* **INPUT FOR THIS TASK**

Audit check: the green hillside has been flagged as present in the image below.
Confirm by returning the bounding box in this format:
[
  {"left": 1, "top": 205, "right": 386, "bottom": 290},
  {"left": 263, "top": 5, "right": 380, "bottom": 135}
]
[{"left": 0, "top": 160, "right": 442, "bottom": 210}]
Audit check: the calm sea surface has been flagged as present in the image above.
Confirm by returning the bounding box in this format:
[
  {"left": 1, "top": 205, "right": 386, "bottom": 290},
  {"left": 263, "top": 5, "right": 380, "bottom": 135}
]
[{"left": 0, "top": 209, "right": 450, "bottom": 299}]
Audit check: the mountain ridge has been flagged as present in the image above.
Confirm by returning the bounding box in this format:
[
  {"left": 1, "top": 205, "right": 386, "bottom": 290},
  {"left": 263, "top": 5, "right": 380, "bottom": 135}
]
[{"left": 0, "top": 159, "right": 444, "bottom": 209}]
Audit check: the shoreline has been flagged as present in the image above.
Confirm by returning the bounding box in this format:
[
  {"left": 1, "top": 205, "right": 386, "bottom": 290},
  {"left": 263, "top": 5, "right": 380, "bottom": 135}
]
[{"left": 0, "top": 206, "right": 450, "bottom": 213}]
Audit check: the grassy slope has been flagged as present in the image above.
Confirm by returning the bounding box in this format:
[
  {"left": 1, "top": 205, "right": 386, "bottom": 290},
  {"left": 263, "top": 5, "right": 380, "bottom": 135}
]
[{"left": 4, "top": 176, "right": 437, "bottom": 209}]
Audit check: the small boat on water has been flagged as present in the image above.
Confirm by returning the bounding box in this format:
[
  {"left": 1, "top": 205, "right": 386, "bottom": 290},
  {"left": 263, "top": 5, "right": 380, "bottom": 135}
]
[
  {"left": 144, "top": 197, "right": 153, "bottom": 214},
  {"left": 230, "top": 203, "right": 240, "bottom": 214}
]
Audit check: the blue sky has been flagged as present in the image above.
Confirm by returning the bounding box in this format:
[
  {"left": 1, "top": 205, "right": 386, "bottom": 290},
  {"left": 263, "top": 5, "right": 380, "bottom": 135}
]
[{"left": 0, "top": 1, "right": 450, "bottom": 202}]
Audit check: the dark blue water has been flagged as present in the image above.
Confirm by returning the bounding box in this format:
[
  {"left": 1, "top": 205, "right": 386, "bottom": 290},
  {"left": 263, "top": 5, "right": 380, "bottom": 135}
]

* **TO BE DONE**
Reproduce verbatim the lines above, beginning with the line that contains "Audit check: the blue" and continuing through the last line of the rows.

* **FINISHED TASK**
Audit check: the blue sky has been flagged as present in the image above.
Confirm by returning the bounding box in this format:
[
  {"left": 1, "top": 205, "right": 386, "bottom": 290},
  {"left": 263, "top": 5, "right": 380, "bottom": 135}
]
[{"left": 0, "top": 1, "right": 450, "bottom": 202}]
Audit check: the dark blue water has been flagged as present in the image above.
Confirm by returning the bounding box in this format:
[
  {"left": 1, "top": 205, "right": 386, "bottom": 290},
  {"left": 263, "top": 5, "right": 380, "bottom": 135}
]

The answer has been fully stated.